Joyce Cooling - Global Cooling (2009)

Smooth jazz is often boring and redundant. In the worst cases I would even call it modern elevator music, the kind of stuff you hear on the telephone when you're on hold for twenty-five minutes waiting to speak with a customer service rep you swear doesn't exist. Fortunately, the music's stature may be improving due to San Francisco’s Joyce Cooling. She is an anomaly in the world of smooth jazz because her work is quite compelling. The award winning Cooling is not a musician who should be heard only on your speaker phone. Global Cooling, her seventh CD, needs to be experienced on a good set of headphones and it must have a permanent home on your ipod so you can take her jazz with you everywhere you go.

In addition to being a fine electric guitarist Cooling is also an appealing vocalist. Her singing adds an extra dimension to five of the eleven tracks on her latest disc but it’s her love of world beats and foreign instruments, more than her axe playing, that make this collection of tunes strikingly different from almost everything else in the sub-genre.

▸ **Actions to take**:
1. List every device for hearing music that the review of Global Cooling mentions.
2. Do these statements agree with the review of Global Cooling? (a) Global Cooling is Cooling's seventh CD. (b) Cooling sings on all eleven tracks of the disc. (c) The reviewer credits her guitar playing, more than her love of world beats, with setting the collection apart. Answer yes or no for each and quote the deciding words.

Items from a dataset:

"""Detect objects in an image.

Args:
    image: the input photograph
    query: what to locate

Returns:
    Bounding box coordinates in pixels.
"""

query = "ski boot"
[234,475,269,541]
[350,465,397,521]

---

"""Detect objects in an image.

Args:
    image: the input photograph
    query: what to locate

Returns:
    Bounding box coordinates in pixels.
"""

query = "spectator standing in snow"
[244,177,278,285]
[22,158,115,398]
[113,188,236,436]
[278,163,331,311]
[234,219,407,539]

▸ **Solution list**:
1. telephone, speaker phone, headphones, ipod

2.
(a) Yes: "Global Cooling, her seventh CD"
(b) No: "Her singing adds an extra dimension to five of the eleven tracks on her latest disc"
(c) No: "it’s her love of world beats and foreign instruments, more than her axe playing, that make this collection of tunes strikingly different"